# Exercise:
Copy each of the rows below word for word, omitting the pictures.

# Excerpted data:
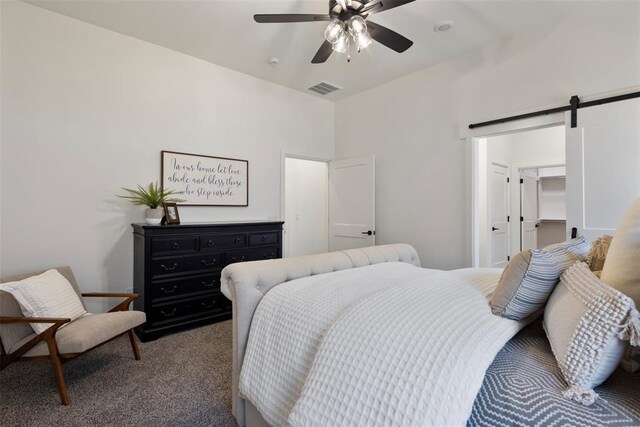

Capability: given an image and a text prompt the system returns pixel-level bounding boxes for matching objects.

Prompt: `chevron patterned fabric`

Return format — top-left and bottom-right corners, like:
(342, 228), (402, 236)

(467, 320), (640, 427)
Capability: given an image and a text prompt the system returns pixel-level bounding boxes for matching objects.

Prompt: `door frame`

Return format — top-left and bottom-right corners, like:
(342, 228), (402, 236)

(488, 161), (513, 270)
(462, 113), (565, 267)
(510, 165), (566, 251)
(279, 149), (333, 257)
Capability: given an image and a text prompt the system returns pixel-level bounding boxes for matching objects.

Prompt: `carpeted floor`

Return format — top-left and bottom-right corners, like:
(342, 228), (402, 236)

(0, 321), (235, 427)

# Response to the task:
Capability: given an image and a text prompt the system returns pixel-level bounding boxes for matching objects.

Prompt: `chevron patterned fabric`

Return format — top-left and bottom-right corners, like:
(342, 228), (402, 236)

(467, 320), (640, 427)
Capability: given an image and a text prompt the system returns pixel-level bounding boxes for matching objects.

Prompt: `door frame`

Return format — top-left and bottom-right corners, like:
(342, 228), (402, 236)

(488, 161), (513, 270)
(462, 113), (565, 267)
(510, 165), (566, 251)
(279, 149), (333, 257)
Capability: given an image and a text prompt the system returns pixel-level bounding boxes for matching objects.

Prompt: `carpeted floor`

Return format — top-left and bottom-right corners, like:
(342, 228), (402, 236)

(0, 321), (235, 427)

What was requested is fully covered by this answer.